## START Data for this exercise

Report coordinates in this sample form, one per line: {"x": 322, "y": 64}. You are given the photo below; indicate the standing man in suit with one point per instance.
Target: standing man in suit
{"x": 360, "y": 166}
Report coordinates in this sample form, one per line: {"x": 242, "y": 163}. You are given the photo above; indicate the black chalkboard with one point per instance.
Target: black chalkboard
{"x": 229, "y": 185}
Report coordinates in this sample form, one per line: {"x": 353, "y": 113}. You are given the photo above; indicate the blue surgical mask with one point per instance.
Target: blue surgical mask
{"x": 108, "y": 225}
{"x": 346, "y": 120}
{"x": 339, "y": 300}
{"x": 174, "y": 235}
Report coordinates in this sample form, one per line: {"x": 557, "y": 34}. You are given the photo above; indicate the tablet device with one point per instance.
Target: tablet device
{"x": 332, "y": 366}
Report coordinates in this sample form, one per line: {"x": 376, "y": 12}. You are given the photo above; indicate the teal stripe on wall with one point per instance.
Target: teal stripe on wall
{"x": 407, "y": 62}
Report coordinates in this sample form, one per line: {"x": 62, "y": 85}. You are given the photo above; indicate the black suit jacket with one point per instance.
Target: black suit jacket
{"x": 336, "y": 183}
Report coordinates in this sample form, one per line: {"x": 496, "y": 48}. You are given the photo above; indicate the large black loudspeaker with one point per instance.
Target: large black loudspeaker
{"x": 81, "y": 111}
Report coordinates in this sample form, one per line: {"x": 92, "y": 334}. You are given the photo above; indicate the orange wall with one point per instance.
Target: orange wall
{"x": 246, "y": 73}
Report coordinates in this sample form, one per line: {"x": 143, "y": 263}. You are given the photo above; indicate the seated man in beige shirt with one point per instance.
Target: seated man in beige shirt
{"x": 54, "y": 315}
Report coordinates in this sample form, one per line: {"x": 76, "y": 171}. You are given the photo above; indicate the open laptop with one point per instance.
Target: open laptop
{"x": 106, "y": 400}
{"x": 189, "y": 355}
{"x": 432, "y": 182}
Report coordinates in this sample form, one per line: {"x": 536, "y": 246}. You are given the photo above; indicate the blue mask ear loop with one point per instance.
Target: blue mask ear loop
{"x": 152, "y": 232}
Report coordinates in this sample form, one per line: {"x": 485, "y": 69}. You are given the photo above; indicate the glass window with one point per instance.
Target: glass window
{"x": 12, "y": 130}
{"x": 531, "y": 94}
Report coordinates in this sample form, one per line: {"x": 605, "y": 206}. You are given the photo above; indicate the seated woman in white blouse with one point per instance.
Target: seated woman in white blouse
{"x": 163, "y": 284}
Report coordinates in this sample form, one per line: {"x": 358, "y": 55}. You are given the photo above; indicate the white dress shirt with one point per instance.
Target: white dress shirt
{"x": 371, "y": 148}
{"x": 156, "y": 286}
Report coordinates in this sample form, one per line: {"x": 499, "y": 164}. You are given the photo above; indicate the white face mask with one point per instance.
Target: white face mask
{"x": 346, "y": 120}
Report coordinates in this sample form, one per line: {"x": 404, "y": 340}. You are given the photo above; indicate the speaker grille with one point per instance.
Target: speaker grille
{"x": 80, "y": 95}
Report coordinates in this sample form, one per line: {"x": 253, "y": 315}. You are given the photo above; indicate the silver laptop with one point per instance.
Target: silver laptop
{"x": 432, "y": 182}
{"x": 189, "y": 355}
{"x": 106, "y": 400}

## END Data for this exercise

Extract each record, keeping it identical to the original.

## Correct answer
Report coordinates in this sample form, one per line: {"x": 322, "y": 64}. You are given the photo below; indicate the standing man in suit with one point per instance.
Target: standing man in suit
{"x": 360, "y": 166}
Report coordinates in this sample form, one per line: {"x": 242, "y": 163}. You are given the photo above; indicate the black chalkboard with one point per instance.
Target: black chalkboard
{"x": 229, "y": 185}
Report coordinates in this sample form, one per line: {"x": 353, "y": 113}. You are given the photo above; indicate the blue surgical mask with one point per instance.
Target: blue surgical mask
{"x": 108, "y": 225}
{"x": 346, "y": 120}
{"x": 339, "y": 300}
{"x": 174, "y": 235}
Report coordinates in this sample form, one per line: {"x": 557, "y": 34}. You are given the photo above; indicate the tablet device with one point per instance.
Target: tablet device
{"x": 332, "y": 366}
Report coordinates in this sample form, one per line: {"x": 376, "y": 12}. You are given the photo above; indicate the teal stripe on wall with one point per instance.
Target: teal stripe on wall
{"x": 407, "y": 62}
Report coordinates in this sample form, one per line: {"x": 62, "y": 85}. You are given the photo above; indicate the black suit jacket with one point per instance.
Target: black suit jacket
{"x": 336, "y": 183}
Report coordinates in this sample form, one per line: {"x": 496, "y": 48}. You are given the photo above; indicate the large black loudspeaker with one point per instance.
Target: large black loudspeaker
{"x": 81, "y": 111}
Report coordinates in this sample form, one per line: {"x": 92, "y": 334}. You are given the photo above; indicate the orange wall with one point per instance.
Target: orange wall
{"x": 246, "y": 73}
Report coordinates in this sample form, one per line: {"x": 143, "y": 263}. You are given the photo above; indicate the seated man in beige shirt with one point per instance.
Target: seated man in beige shirt
{"x": 54, "y": 315}
Report coordinates in this sample form, one per line: {"x": 76, "y": 171}. You are given the photo above; indicate the open laptop with one point per instance.
Target: open laptop
{"x": 106, "y": 400}
{"x": 189, "y": 355}
{"x": 432, "y": 182}
Report coordinates in this sample form, one per line: {"x": 536, "y": 246}. You are given the photo above; indicate the blue mask ear loop with one point per instance.
Target: blue mask ear loop
{"x": 152, "y": 232}
Report coordinates in this sample form, one per line: {"x": 485, "y": 69}. You are given the photo above; indicate the glass window with one point per instance.
Target: glass window
{"x": 12, "y": 130}
{"x": 531, "y": 94}
Report coordinates in this sample form, one per line: {"x": 605, "y": 206}. You are given the photo above; indicate the seated woman in white blouse with one point per instance.
Target: seated woman in white blouse
{"x": 163, "y": 284}
Report coordinates in this sample form, one per line: {"x": 358, "y": 55}. You are given the photo above; indicate the white dress shirt with one point per instance.
Target: white dress shirt
{"x": 371, "y": 148}
{"x": 156, "y": 286}
Report coordinates in this sample form, one per line: {"x": 499, "y": 164}. You are given the photo above; indicate the white face mask with one point per instance.
Target: white face mask
{"x": 346, "y": 120}
Report coordinates in this sample form, one per line: {"x": 404, "y": 340}. You are given the photo above; indicate the speaker grille with one point per instance.
Target: speaker grille
{"x": 80, "y": 95}
Report coordinates in this sample form, one per line: {"x": 253, "y": 315}. You are given the photo above; indicate the silver laptop with one point per instance.
Target: silver laptop
{"x": 432, "y": 182}
{"x": 189, "y": 355}
{"x": 106, "y": 400}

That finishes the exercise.